> [PROBLEM DETAILS] Output, exactly and alone, the lines from the one containing "of the shrine" through the last line of the material below, both ends included.

○ ○ ○ ○ ○ ○ ○

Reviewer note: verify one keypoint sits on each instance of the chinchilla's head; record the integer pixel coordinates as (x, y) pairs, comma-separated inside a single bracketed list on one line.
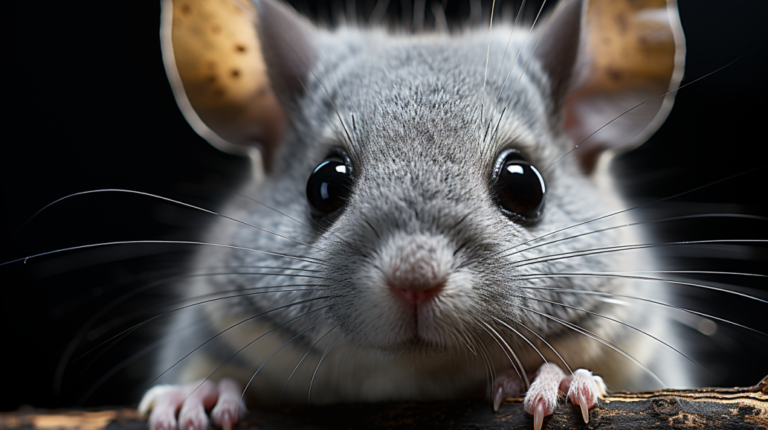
[(428, 169)]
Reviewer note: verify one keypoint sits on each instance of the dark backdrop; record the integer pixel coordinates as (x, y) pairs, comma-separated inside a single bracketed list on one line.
[(87, 106)]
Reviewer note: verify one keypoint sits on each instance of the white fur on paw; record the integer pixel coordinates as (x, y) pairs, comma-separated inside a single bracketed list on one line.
[(541, 398), (191, 401), (506, 384), (229, 408), (585, 390)]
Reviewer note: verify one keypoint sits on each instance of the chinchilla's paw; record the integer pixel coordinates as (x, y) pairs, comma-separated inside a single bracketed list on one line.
[(582, 389), (191, 401), (507, 384)]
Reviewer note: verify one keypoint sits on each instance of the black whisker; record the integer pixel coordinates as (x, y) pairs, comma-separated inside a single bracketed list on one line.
[(593, 336), (634, 207), (655, 302), (273, 354), (616, 321), (279, 400), (251, 343), (231, 327), (676, 218), (545, 343), (640, 278), (311, 381), (166, 242), (141, 193)]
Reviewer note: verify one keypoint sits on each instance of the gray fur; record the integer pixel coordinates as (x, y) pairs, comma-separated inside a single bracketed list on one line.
[(422, 166)]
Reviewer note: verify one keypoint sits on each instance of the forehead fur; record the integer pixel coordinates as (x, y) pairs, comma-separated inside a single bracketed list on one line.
[(424, 98)]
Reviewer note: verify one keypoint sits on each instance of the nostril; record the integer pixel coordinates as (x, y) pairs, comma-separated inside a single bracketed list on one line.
[(416, 297)]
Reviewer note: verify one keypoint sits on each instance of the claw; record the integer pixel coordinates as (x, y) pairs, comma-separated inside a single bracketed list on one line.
[(584, 410), (497, 399), (226, 422), (538, 416)]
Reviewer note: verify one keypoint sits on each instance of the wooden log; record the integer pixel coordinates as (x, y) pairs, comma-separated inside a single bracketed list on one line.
[(708, 408)]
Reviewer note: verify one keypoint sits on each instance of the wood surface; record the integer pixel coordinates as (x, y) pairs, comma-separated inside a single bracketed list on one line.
[(708, 408)]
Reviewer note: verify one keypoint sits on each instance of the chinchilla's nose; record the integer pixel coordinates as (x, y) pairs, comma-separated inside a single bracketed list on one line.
[(416, 267)]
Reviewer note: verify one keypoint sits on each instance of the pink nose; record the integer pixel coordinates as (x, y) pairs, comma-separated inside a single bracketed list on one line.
[(415, 297)]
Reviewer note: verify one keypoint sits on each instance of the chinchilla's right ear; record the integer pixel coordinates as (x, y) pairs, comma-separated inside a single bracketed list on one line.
[(236, 67), (614, 66)]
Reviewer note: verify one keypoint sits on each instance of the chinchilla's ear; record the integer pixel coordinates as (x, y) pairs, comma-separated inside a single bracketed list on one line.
[(235, 67), (624, 55)]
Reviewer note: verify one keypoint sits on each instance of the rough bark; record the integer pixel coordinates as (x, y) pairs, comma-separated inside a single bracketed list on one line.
[(708, 408)]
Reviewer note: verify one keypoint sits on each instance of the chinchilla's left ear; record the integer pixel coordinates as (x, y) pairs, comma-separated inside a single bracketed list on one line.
[(214, 59), (605, 57)]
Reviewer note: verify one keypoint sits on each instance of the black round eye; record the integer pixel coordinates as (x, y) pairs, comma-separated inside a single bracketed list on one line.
[(328, 187), (519, 186)]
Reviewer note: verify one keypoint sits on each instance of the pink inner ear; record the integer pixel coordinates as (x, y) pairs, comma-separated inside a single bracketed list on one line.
[(597, 120), (631, 56)]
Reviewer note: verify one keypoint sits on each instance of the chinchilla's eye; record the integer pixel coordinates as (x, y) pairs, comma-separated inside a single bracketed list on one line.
[(328, 186), (519, 187)]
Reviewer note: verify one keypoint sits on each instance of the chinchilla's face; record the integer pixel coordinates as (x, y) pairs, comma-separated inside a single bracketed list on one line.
[(428, 171), (418, 244)]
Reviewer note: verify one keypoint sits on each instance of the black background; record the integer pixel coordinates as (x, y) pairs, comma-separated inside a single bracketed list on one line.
[(87, 106)]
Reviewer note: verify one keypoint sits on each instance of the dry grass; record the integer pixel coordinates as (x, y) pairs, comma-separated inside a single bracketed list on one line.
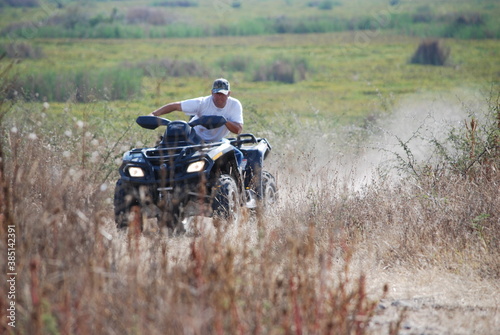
[(319, 263)]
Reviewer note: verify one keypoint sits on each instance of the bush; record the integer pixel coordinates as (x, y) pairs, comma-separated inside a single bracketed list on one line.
[(80, 85), (19, 3), (431, 52), (282, 70), (167, 67), (21, 50), (145, 15)]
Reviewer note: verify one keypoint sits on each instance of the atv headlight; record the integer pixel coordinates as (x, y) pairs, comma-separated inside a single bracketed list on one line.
[(196, 166), (135, 172)]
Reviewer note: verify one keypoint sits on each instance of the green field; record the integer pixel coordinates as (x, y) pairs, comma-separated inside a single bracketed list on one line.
[(387, 166), (340, 76)]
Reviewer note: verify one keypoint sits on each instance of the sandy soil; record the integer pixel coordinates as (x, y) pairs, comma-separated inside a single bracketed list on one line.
[(431, 302)]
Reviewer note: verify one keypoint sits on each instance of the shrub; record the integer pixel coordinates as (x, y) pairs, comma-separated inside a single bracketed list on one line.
[(167, 67), (21, 50), (80, 85), (145, 15), (172, 3), (282, 70), (431, 52), (20, 3)]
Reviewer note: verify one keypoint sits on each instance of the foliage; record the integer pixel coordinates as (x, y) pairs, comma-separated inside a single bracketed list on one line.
[(431, 52), (79, 85), (21, 50), (135, 20), (282, 69)]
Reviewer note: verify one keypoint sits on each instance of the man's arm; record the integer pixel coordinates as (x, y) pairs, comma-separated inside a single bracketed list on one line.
[(168, 108), (234, 127)]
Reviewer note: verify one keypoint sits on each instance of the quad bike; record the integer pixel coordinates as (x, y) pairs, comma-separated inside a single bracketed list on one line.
[(182, 176)]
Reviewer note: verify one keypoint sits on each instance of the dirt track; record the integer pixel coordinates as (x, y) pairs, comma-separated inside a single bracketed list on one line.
[(437, 303)]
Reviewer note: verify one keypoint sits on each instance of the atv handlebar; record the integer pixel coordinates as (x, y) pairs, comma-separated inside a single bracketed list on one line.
[(209, 121)]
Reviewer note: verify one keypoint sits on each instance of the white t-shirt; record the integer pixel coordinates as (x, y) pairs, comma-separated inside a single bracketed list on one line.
[(233, 111)]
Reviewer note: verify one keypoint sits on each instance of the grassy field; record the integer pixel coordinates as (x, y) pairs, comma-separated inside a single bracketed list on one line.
[(388, 171)]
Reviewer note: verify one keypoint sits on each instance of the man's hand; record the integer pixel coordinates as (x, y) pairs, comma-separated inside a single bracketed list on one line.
[(168, 108), (234, 127)]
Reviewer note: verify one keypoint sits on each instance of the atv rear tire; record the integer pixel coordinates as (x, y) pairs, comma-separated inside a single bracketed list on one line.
[(226, 204), (269, 190)]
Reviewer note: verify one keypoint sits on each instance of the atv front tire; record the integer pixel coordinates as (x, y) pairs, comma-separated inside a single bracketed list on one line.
[(226, 204), (127, 209)]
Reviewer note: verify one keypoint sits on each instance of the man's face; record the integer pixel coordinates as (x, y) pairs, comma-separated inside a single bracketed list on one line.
[(220, 99)]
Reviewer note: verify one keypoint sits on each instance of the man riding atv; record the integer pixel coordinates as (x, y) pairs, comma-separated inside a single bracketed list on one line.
[(194, 170), (219, 103)]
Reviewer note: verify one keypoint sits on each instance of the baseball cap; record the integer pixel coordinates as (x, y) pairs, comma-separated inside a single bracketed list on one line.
[(221, 85)]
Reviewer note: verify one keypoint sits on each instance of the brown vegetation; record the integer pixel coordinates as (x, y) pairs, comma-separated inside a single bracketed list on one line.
[(304, 268)]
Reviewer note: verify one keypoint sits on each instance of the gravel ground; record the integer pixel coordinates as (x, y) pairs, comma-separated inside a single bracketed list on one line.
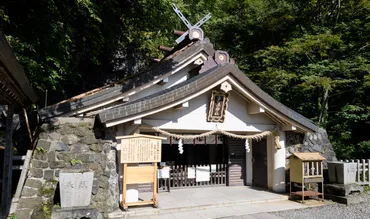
[(335, 211)]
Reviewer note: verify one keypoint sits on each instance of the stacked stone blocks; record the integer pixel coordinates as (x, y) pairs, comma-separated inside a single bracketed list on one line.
[(69, 143)]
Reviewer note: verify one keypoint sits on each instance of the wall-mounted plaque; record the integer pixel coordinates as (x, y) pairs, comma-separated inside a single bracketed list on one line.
[(217, 106), (191, 173), (202, 174), (140, 149)]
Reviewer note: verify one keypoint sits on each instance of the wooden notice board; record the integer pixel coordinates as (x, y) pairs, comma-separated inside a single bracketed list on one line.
[(140, 149)]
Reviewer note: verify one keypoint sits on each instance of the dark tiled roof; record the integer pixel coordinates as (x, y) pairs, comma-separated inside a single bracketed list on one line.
[(187, 88), (98, 96)]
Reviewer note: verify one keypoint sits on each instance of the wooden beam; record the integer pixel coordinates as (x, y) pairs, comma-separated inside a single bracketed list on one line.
[(137, 122), (163, 81), (8, 161), (181, 106), (254, 108), (165, 48), (288, 128), (198, 61), (178, 32)]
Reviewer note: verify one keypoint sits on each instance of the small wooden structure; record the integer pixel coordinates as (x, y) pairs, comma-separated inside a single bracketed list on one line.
[(306, 168), (137, 149)]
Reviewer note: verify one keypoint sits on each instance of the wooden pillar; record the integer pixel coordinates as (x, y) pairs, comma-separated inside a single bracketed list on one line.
[(8, 162)]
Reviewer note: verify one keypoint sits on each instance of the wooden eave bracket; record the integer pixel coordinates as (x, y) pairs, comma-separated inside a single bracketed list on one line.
[(137, 122), (163, 81), (181, 106), (288, 128), (254, 108)]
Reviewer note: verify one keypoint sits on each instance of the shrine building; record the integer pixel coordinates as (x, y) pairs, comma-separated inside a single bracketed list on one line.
[(198, 91), (220, 128)]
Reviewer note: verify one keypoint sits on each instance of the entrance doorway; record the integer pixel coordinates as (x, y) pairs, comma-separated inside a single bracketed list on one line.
[(236, 171), (259, 160)]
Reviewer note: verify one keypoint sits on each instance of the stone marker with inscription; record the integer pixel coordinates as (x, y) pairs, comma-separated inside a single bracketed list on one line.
[(75, 188)]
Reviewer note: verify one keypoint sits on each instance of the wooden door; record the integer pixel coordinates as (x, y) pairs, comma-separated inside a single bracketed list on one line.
[(259, 160), (236, 170)]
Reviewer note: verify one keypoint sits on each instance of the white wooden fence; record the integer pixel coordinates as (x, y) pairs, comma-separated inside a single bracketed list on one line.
[(363, 173)]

○ ○ ○ ○ ○ ○ ○

> [RESPONSE TO THE TASK]
Reviewer note: verify one keypoint sits on each instance of the shrine building; record the integer pixel coordinates as (x, y) pairs, comma-separated inside a single bracketed list on one line.
[(198, 91), (220, 128)]
Reviewer note: verify one keypoint sits on each instance of the entrance doorway; record the integer pixel coordinates as (x, y) pairs, comma-separated inside a single bracketed list on one line.
[(236, 171), (259, 160)]
Reviewer note: verify one keypoint sits on each instance of the stone marker with inscription; record the integer pixel coordinates as (x, y) pairs, comma-separated inside a single bracketed list on one line.
[(75, 188)]
Reviewer note: verify one keypoint sits on each instance of the wooden door; record the integer pixel coordinates as (x, y) pairs, comma-separated inside a single bracketed list on one line.
[(259, 160), (236, 170)]
Reviewer note: verify one keypoint sits on each instance of the white wooden fence; record the integer pixel coordinates as (x, y) pairs, comma-separated inside a single bracketed list on one line.
[(363, 173)]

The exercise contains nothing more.